Rewrite the data as a numbered list, covering only the lines between the one containing "Where can you spot the black running" and the one containing "(1257, 390)", inclusive. Leave out any blank lines.

▼

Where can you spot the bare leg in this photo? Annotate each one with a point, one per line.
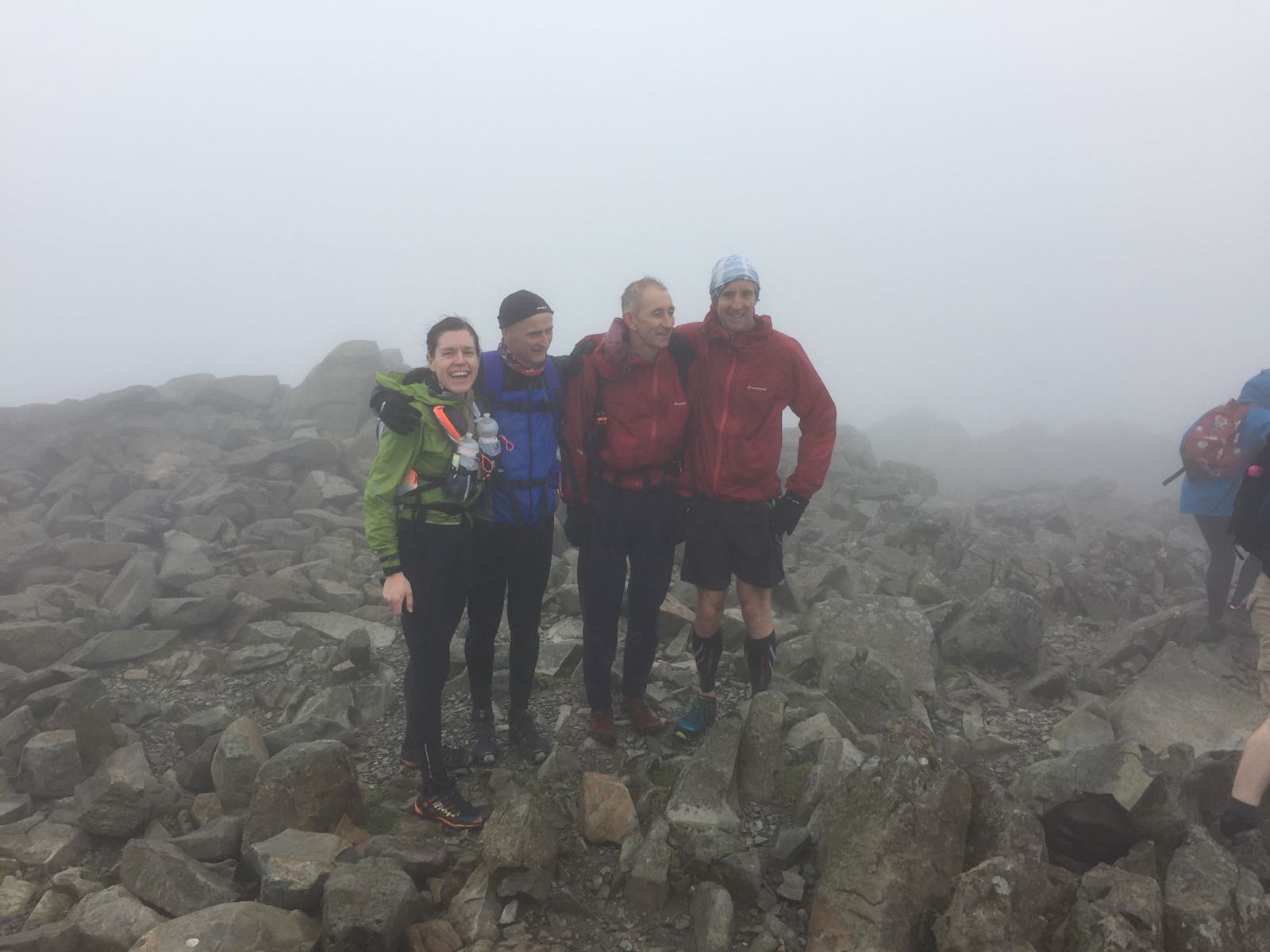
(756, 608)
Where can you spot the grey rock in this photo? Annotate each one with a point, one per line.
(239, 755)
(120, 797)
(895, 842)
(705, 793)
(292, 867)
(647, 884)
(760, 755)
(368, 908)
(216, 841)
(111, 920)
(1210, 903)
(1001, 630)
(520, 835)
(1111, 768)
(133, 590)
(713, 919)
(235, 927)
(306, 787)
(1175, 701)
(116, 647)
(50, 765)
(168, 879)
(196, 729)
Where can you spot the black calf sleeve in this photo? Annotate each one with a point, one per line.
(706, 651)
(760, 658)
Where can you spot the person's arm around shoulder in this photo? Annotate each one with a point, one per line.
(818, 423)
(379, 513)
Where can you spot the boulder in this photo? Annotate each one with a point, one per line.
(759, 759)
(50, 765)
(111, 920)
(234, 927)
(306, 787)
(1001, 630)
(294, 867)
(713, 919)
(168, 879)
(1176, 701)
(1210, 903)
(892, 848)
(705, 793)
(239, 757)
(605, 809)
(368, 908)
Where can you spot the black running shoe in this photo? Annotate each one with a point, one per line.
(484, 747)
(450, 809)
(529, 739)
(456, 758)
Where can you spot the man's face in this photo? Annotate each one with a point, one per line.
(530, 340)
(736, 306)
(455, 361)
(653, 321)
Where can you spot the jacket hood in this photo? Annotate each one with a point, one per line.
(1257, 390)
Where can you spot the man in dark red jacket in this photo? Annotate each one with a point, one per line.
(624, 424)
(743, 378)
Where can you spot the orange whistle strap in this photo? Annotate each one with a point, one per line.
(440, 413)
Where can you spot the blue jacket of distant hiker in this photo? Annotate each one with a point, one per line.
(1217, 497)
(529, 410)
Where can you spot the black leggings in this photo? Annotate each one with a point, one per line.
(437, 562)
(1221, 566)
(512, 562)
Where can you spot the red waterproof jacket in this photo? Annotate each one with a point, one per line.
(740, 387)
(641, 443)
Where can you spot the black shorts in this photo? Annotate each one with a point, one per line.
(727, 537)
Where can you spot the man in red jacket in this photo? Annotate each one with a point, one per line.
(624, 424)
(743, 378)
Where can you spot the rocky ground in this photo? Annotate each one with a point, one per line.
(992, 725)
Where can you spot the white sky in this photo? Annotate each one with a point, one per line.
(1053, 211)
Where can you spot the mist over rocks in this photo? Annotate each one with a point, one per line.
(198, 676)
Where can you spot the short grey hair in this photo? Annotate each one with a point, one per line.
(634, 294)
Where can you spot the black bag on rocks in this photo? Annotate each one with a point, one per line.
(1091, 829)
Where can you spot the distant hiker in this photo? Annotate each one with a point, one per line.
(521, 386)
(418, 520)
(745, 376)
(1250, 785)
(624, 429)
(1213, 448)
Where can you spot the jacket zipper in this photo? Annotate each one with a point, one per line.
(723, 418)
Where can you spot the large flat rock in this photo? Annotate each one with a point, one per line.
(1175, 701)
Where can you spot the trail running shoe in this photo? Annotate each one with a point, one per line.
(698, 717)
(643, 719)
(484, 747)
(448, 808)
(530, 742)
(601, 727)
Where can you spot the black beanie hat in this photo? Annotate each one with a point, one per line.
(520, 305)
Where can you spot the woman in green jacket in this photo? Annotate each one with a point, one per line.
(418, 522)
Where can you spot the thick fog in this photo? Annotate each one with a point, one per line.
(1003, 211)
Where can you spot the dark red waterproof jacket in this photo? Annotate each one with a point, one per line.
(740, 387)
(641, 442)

▲

=== THE SOLUTION ===
1. Where can you spot the black running shoe in this photo? Annotate each one with a point, one per line.
2. (484, 747)
3. (450, 809)
4. (529, 739)
5. (456, 758)
6. Where can you spot the man's face in this photo? Annotate each one with a point, one per line.
7. (530, 340)
8. (736, 306)
9. (455, 361)
10. (653, 321)
11. Where can you spot the jacket hood in this photo? Annotate each one with a point, one per line.
12. (1257, 390)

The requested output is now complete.